Check your understanding -
A - In the notes on dispositional properties, what must one subscribe to for the unifying arguments to have force?
B - Retype part of the notes on dispositional properties word for word. Begin at the words "C1.       Entities" and stop after "K3.      So, entities have disposition-conferring properties.".

-- Source extract follows --

C1.       Entities participate in causal processes.

C2.       That entities have disposition-conferring properties best explains why they participate in causal processes.

C3.       So, entities have disposition-conferring properties.

K1.      Science routinely succeeds in categorizing entities in ways that allow for reliable generalizations (laws) and predictions using those categories (natural kinds).

K2.      That entities have disposition-conferring properties best explains this success.

K3.      So, entities have disposition-conferring properties.

  • Stances Enter the Fray

These unifying arguments only have force if one subscribes to entity and structural realism (in §2.1) and causation, laws, and natural kinds.

Furthermore, one might be unimpressed by how empirically unconstrained (no “empirical answerability”) these explanations/unifications are.

This is a matter of one’s stance.

  • Explanatory Power II: Giving Scientific Explanations
    • Transcendental Argument for Dispositions: Big Picture

P1.       Science explains many phenomena.

P2.       That science explains many phenomena presupposes the existence of dispositional properties.

C.         Therefore, dispositional properties exist.

  • Dispositional Regress Argument
  • If C is a categorical property and D is a dispositional property, then for every explanation of D in terms of C, C causes D under some circumstances but not in others.

-- Source extract concluded --
-- Extracted information follows --

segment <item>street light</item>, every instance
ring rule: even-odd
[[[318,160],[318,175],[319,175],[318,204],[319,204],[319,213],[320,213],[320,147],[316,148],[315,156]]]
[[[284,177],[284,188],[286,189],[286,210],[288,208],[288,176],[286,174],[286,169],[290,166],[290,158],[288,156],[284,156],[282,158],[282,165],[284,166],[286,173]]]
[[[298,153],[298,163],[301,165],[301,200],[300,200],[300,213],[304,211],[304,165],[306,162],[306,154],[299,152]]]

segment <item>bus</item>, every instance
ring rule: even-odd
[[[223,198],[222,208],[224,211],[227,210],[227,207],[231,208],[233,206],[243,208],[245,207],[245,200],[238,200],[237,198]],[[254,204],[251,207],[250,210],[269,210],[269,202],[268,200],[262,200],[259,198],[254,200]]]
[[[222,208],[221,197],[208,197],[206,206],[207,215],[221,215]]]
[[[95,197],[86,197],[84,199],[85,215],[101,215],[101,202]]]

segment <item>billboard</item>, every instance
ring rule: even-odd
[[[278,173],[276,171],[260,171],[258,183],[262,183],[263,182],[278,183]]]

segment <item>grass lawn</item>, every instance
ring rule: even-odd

-- Extracted information concluded --

Solutions for each task -
A - Entity and structural realism, along with causation, laws, and natural kinds.

B -
C1.       Entities participate in causal processes.

C2.       That entities have disposition-conferring properties best explains why they participate in causal processes.

C3.       So, entities have disposition-conferring properties.

K1.      Science routinely succeeds in categorizing entities in ways that allow for reliable generalizations (laws) and predictions using those categories (natural kinds).

K2.      That entities have disposition-conferring properties best explains this success.

K3.      So, entities have disposition-conferring properties.